§ **TASK DIRECTIONS**
Reproduce every row below verbatim, omitting the pictures.

(Dataset records)
** BEGIN **
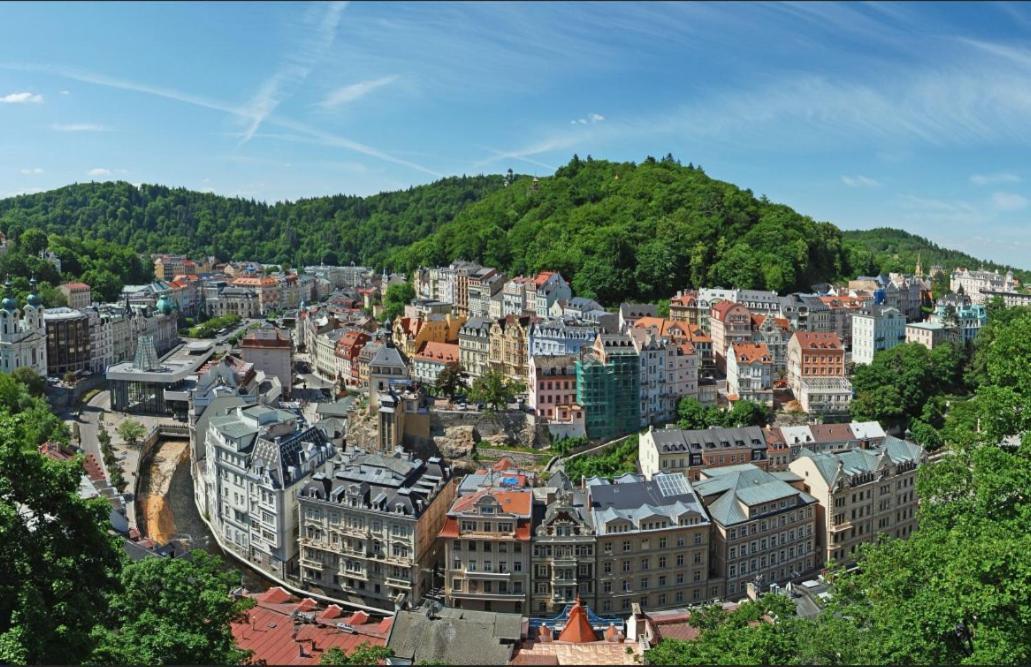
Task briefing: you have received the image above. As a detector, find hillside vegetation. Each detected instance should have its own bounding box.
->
[0,156,1026,303]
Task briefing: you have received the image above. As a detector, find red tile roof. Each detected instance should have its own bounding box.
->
[559,598,598,644]
[232,587,393,665]
[795,331,841,349]
[732,342,773,364]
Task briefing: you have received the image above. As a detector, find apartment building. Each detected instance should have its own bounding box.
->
[298,448,456,609]
[439,488,533,613]
[637,426,769,481]
[852,305,905,364]
[458,318,491,377]
[709,301,752,370]
[204,405,335,577]
[489,315,532,385]
[528,355,576,420]
[530,474,597,615]
[727,342,773,405]
[788,331,845,398]
[789,436,927,566]
[694,463,822,600]
[587,473,716,613]
[905,322,962,349]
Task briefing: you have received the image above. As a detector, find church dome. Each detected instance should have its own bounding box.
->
[156,294,175,315]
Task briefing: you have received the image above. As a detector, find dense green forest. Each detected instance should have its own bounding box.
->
[0,156,1028,303]
[841,227,1031,284]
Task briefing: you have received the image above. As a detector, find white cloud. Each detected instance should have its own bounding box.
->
[51,123,107,132]
[569,113,605,125]
[970,171,1021,186]
[320,75,397,108]
[992,192,1028,210]
[241,2,347,143]
[0,93,43,104]
[841,174,880,188]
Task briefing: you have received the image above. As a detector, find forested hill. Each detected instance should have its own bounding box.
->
[0,156,1022,303]
[842,227,1031,285]
[0,175,504,266]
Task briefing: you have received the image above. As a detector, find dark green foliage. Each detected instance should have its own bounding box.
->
[841,227,1031,284]
[383,282,415,321]
[90,549,254,665]
[0,424,120,665]
[0,176,503,272]
[851,343,966,430]
[563,434,637,483]
[393,157,847,303]
[676,396,769,429]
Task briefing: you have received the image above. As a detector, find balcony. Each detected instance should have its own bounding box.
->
[465,570,512,579]
[452,591,526,602]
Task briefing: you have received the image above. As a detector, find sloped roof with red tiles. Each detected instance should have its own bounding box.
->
[415,340,459,364]
[712,301,749,322]
[232,587,393,665]
[732,342,773,364]
[558,598,598,644]
[795,331,841,349]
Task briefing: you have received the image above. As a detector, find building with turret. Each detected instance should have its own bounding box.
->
[0,279,46,375]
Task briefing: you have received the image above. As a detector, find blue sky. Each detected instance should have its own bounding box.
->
[0,3,1031,268]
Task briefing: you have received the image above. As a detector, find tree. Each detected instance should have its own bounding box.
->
[18,228,47,256]
[92,549,254,665]
[114,420,146,447]
[434,361,465,401]
[384,282,415,320]
[11,366,46,396]
[0,430,121,665]
[469,369,526,412]
[319,641,391,665]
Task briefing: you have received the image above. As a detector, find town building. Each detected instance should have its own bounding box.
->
** END **
§ **SOLUTION**
Task briefing: you have received the image above. As a detector, find hillside vegetation. Each detected instance should have its own bounding box.
->
[0,156,1026,303]
Task briefing: you have received the image above. As a detector, find red tile roof. Each detected instance should have its own bounding box.
->
[559,598,598,644]
[232,587,393,665]
[795,331,841,349]
[732,342,773,364]
Task briefing: you have received the image above. As a detector, find apartment building. Each detected instance should have its own bounding box.
->
[298,448,456,609]
[439,488,533,613]
[637,426,769,481]
[852,305,905,364]
[458,318,491,377]
[709,301,752,370]
[204,405,335,577]
[489,315,532,385]
[528,355,576,420]
[530,474,597,615]
[727,342,773,405]
[788,331,845,398]
[789,436,927,566]
[694,463,822,600]
[587,473,716,613]
[905,322,962,349]
Task briefing: you have received the image above. As a detector, find church dome. Each detected instance should have its own bounding box.
->
[156,294,175,315]
Task briefing: you have received the image above. As a detector, find dense green forest. Each detected instance should have its own bounding box.
->
[0,156,1028,303]
[841,227,1031,284]
Task briefing: you have received the image above. As a detector, find white cloud. Each detected instance should have its own bounding box.
->
[51,123,107,132]
[569,113,605,125]
[970,171,1021,186]
[320,75,397,108]
[992,192,1028,210]
[241,2,347,143]
[0,93,43,104]
[841,174,880,188]
Task briefing: you have received the image above. As a detector, find forested hill. Each detected instance should have its own bounding box.
->
[0,156,1022,303]
[842,227,1031,285]
[0,175,504,266]
Task briefing: you have received the image above. As a detector, find dark green foliage. Each detected instance should have its own bounding box.
->
[841,227,1031,284]
[383,282,415,321]
[90,549,254,665]
[0,424,120,665]
[0,176,503,272]
[851,343,966,430]
[563,434,637,483]
[393,157,847,303]
[676,396,769,429]
Task briefing: you have received the image above. As a detector, find balcony. Each detected instance should have its own bounding box.
->
[465,570,512,579]
[452,591,526,602]
Task briefing: you have received the image above. As a detector, find sloped roof with red tiles. Each detected instance should have its own bounding box.
->
[415,340,459,364]
[712,301,749,322]
[232,587,393,665]
[732,342,773,364]
[558,598,598,644]
[795,331,841,349]
Task briefing: you have received the image above. As a detector, find building with turret. Each detected instance should have its own bounding box.
->
[0,279,46,375]
Task briefing: you have received the image above. As a detector, find blue sky. Each detected instance should have its own bounding box.
->
[0,3,1031,268]
Task briefing: you have received the image above. As a detector, find tree. Each detected instance should have its own bounding box.
->
[18,228,47,256]
[92,549,254,665]
[114,420,146,447]
[434,361,465,401]
[384,282,415,320]
[11,366,46,396]
[0,430,121,665]
[469,369,526,412]
[319,641,391,665]
Task briefing: you have received the image above. As a detector, find town building. Each detected instance should have its own bounding box.
->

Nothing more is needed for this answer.